Groundwater is one of the main resources from the earth, especially for arid or semiarid countries. For this reason, it is very important to keep it unpolluted. Drastic Model is one of the widely used models to detect groundwater vulnerability to the contaminants that are found on ground surface. In this model, it is assumed that the vulnerability of the groundwater is affected by seven hydrological parameters. They are: depth from the surface ground to groundwater, net recharge into the aquifer from the surface, aquifer media, soil media, area topography, impact of vadose zone and aquifer hydraulic conductivity. In this study, the DRASTIC model was applied on the northern part of Babylon governorate in Iraq, to predict the vulnerability of Groundwater in that area. The results indicate that the vulnerability is very low to low grade.

Cite this paper

Al-Madhlom, Q. , Al-Ansari, N. and Hussain, H. (2016) Assessment of Groundwater Vulnerability in Northern Babylon Governorate, Iraq. Engineering, 8, 883-902. doi: 10.4236/eng.2016.812080.

1. Introduction

In the last decades, big developments took place in all fields of knowledge and industry with intensive attention on investment of all available resources to get the maximum benefit with minimum cost and minimum side effects on the environment.

Groundwater is one of the main water resources on the earth [1] [2] , especially for arid and semi-arid countries for two reasons. The first is the scarcity of both surface water, and the second is the relatively low susceptibility of groundwater to pollution [3] . After the industrial revolution the world witnessed many changes due to the global warming as a result of the large development in industry. Consequently, many countries were affected and became arid or semi-arid. Middle East and North Africa countries are on the top of the affected countries. Some studies highlighted the size of the problem by comparing the annual water share for each person. For Iraq, it was found that the share reached about 6029 (m3/capita・year) during 1995, and it was expected to be 2100 (m3/capita・year) in 2015 [4] .

Recent work indicates that Iraq is facing water crises problems and its water resources are declining due to climate change and building of dams upstream the Tigris and Euphrates rivers [5] - [14] . Due to this fact, Iraq will be depending more on its groundwater resources. Since groundwater is threatened to be contaminated due to natural reasons or different human activities (e.g. residential, industrial, agricultural activities municipal and commercial) [15] , in addition for the fact that water quality is an effective measure for human welfare [16] , then it becomes very important to study the groundwater potential to be contaminated and try to avoid contamination hazards.

There are two types of vulnerability intrinsic and specific vulnerability. Intrinsic vulnerability may be defined as how much easy for the contaminant that is found on the surface ground to be carried by the infiltrated water and diffused in to the groundwater [17] [18] , while the specific vulnerability could be defined as the ability of a specific contaminant or a group of contaminants to be transported by the infiltrated water and diffuses in groundwater [17] [19] .

Some researchers studied the vulnerability of groundwater in various parts of Iraq [20] [22] , but none of them studied the groundwater conditions in Babylon Governorate. The groundwater in this area is relatively shallow and can be easily contaminated. For this reason this research was performed to see the vulnerability of groundwater to be polluted in the northern part of Babylon Governorate. This can help decision makers for putting prudent management planning for the groundwater resources in this governorate.

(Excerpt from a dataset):
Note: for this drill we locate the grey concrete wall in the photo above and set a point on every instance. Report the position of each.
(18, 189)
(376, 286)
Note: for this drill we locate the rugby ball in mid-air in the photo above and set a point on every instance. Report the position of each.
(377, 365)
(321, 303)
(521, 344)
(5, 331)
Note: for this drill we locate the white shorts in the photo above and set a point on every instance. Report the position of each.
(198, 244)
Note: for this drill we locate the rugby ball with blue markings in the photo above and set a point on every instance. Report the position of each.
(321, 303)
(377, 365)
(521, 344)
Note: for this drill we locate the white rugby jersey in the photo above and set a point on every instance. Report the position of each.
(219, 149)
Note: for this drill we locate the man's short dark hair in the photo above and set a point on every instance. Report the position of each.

(TASK OBJECTIVE):
Answer these questions from the groundwater passage.
(a) How many hydrological parameters does the DRASTIC model assume affect groundwater vulnerability?
(b) What annual water share per person was Iraq expected to have in 2015?
(c) What two types of vulnerability does the passage name?
The listing has no connection to the groundwater passage.

(THE OUTPUT):
(a) Seven.
(b) 2100 m3 per capita per year.
(c) Intrinsic vulnerability and specific vulnerability.